(Objective) Keep only the lines of the material below that contain the string "photo", copying each one in full. Treat the match as case-sensitive.
>> start Given data
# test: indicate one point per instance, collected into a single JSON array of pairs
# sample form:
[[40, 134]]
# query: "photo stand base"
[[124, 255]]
>> end Given data
>> start Given data
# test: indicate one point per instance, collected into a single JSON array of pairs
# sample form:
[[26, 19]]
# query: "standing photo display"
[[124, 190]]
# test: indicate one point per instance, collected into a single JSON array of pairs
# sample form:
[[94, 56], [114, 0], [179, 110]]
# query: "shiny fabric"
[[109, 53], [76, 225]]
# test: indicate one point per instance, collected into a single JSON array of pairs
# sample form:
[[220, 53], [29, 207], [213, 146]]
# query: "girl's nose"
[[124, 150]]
>> end Given data
(Right answer)
# query: "photo stand base"
# query: "standing photo display"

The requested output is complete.